• Task details
The response should consist of every line below, unchanged.

Collection entries:
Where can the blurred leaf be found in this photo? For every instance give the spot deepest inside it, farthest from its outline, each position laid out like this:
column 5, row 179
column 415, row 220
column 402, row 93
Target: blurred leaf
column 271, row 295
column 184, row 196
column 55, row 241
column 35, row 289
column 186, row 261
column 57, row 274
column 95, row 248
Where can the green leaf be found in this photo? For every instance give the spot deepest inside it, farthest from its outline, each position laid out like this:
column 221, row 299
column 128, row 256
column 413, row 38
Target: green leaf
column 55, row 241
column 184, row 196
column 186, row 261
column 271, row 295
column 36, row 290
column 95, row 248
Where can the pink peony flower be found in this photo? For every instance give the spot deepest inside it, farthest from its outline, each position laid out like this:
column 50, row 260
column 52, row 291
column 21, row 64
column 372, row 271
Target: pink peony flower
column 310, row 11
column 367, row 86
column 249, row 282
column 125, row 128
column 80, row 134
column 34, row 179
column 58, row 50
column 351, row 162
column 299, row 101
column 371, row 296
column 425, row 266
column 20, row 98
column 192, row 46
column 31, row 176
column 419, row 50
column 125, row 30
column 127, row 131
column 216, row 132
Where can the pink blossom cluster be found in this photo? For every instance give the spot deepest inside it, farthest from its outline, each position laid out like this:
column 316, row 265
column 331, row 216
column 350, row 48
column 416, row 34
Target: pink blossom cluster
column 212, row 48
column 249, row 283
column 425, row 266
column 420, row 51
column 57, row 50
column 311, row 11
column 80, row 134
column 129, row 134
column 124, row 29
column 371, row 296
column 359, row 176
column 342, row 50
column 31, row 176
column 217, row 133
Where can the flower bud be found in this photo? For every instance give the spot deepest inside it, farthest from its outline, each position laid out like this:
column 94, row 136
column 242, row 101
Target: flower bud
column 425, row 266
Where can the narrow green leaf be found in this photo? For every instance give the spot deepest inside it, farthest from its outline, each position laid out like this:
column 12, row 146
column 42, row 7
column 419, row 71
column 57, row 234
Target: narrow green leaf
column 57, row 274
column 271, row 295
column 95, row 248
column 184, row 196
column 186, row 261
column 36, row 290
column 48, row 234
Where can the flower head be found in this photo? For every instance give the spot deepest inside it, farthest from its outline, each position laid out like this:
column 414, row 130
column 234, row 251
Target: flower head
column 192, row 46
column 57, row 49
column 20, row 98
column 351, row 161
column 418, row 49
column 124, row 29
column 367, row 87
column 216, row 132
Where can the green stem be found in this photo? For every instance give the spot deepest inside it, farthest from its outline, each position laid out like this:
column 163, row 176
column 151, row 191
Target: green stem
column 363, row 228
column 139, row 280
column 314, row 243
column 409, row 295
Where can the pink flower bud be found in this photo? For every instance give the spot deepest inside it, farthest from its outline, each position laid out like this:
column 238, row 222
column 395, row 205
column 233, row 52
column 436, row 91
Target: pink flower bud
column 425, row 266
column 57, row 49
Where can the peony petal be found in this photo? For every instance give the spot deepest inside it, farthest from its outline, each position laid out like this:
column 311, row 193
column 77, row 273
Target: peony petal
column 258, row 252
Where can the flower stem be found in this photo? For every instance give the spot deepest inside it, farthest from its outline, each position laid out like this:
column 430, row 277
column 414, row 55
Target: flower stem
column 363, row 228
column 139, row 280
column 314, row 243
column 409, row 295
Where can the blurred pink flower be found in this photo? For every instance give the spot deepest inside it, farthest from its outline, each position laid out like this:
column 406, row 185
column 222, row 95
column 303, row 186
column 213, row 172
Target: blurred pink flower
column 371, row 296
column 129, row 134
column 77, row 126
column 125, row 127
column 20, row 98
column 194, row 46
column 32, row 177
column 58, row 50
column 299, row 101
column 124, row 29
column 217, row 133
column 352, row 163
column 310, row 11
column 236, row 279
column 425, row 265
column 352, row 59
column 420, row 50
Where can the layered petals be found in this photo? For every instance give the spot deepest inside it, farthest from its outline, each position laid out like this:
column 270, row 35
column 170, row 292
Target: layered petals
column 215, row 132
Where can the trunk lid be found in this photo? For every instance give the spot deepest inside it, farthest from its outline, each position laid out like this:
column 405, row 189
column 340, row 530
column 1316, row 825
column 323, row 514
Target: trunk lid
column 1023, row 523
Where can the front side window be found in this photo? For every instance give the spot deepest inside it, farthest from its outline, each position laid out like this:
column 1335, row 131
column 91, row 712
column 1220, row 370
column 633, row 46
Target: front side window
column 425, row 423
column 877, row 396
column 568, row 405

• Output below
Where can the blurred leaf be found in this photo? For every instance give the spot deepest inside it, farthest from its outline, each position laid out like this:
column 5, row 179
column 415, row 220
column 402, row 93
Target: blurred leaf
column 271, row 295
column 184, row 196
column 55, row 241
column 35, row 289
column 186, row 261
column 57, row 274
column 95, row 248
Where can the green leaf be found in this photo? For every instance give the spot deepest inside it, farthest from its outline, each position laid out like this:
column 221, row 299
column 128, row 256
column 413, row 38
Target: green leaf
column 55, row 241
column 184, row 196
column 186, row 261
column 271, row 295
column 36, row 290
column 95, row 248
Where can the pink peony flower be found in this photo? For every instance give the spot deepest inside it, farthest from its outline, each position laid out like this:
column 50, row 260
column 52, row 291
column 21, row 64
column 372, row 271
Target: pink peony flower
column 310, row 11
column 367, row 86
column 249, row 282
column 125, row 128
column 80, row 134
column 34, row 179
column 58, row 50
column 351, row 162
column 299, row 101
column 371, row 296
column 425, row 266
column 20, row 98
column 192, row 46
column 31, row 176
column 419, row 50
column 125, row 30
column 127, row 131
column 216, row 132
Where can the pink blossom cluster be found in this photo? For every instance give the spot deepest inside it, farthest from its outline, each position laid out like this:
column 316, row 265
column 331, row 216
column 350, row 48
column 416, row 34
Target: pink blossom cluster
column 212, row 48
column 249, row 283
column 425, row 266
column 420, row 51
column 57, row 50
column 311, row 11
column 80, row 134
column 129, row 134
column 124, row 29
column 371, row 296
column 359, row 176
column 342, row 50
column 31, row 176
column 217, row 133
Where can the flower bud be found in this photo? For every instance give the spot deepest inside it, farthest from its outline, each position laid out like this:
column 94, row 136
column 242, row 101
Target: flower bud
column 425, row 266
Where can the narrow green leaf be found in this photo? For every instance give the spot deepest inside it, farthest from its outline, each position laid out like this:
column 12, row 146
column 42, row 7
column 419, row 71
column 57, row 234
Target: narrow green leaf
column 57, row 274
column 271, row 295
column 95, row 248
column 184, row 196
column 186, row 261
column 36, row 290
column 48, row 234
Where can the flower head be found in this photo? For every instance give the spot deepest inside it, farthest from its outline, each position laid out like this:
column 414, row 130
column 234, row 251
Target: flower head
column 192, row 46
column 57, row 49
column 20, row 98
column 351, row 161
column 418, row 49
column 124, row 29
column 367, row 87
column 216, row 132
Where can the green stem be found in this photo? For every instance give the spot deepest inside it, farthest from its outline, each position laid out like this:
column 163, row 176
column 151, row 191
Target: green stem
column 363, row 228
column 139, row 280
column 314, row 243
column 409, row 295
Where can the pink flower bud be found in this photo? For every instance give the spot deepest inside it, farthest from its outline, each position laid out like this:
column 238, row 222
column 395, row 205
column 233, row 52
column 436, row 91
Target: pink flower bud
column 425, row 266
column 57, row 49
Where can the peony petal be found in this photo? For every instance give the spot deepest inside it, farthest from its outline, each position laid out like this:
column 311, row 193
column 77, row 273
Target: peony petal
column 258, row 252
Where can the flower stem be found in this photo? For every instance give the spot deepest inside it, farthest from its outline, each position laid out like this:
column 430, row 277
column 414, row 55
Target: flower stem
column 363, row 228
column 139, row 280
column 314, row 243
column 409, row 295
Where can the blurred pink flower be found in this photo? For every instance give the spot deepest inside it, farthest from its outline, each position laid out like this:
column 406, row 185
column 222, row 95
column 303, row 186
column 213, row 172
Target: blurred pink flower
column 371, row 296
column 129, row 134
column 77, row 126
column 125, row 127
column 20, row 98
column 194, row 46
column 32, row 177
column 58, row 50
column 299, row 101
column 124, row 29
column 217, row 133
column 352, row 163
column 310, row 11
column 236, row 279
column 425, row 265
column 352, row 59
column 420, row 50
Where can the layered petals be found in this photo? For every instance give the spot deepest inside it, farthest from its outline, each position laid out like this:
column 270, row 35
column 170, row 292
Target: layered petals
column 215, row 132
Where can the trunk lid be found in this photo? For every instance give the spot deepest inside it, farthest from its outline, each position laid out like this:
column 405, row 189
column 340, row 530
column 1316, row 825
column 323, row 514
Target: trunk lid
column 1023, row 523
Where can the front side window be found in this photo? For every instance give the spot deepest inside it, farthest from its outline, each position laid out like this:
column 1335, row 131
column 91, row 712
column 1220, row 370
column 633, row 46
Target: front side window
column 425, row 423
column 877, row 396
column 568, row 405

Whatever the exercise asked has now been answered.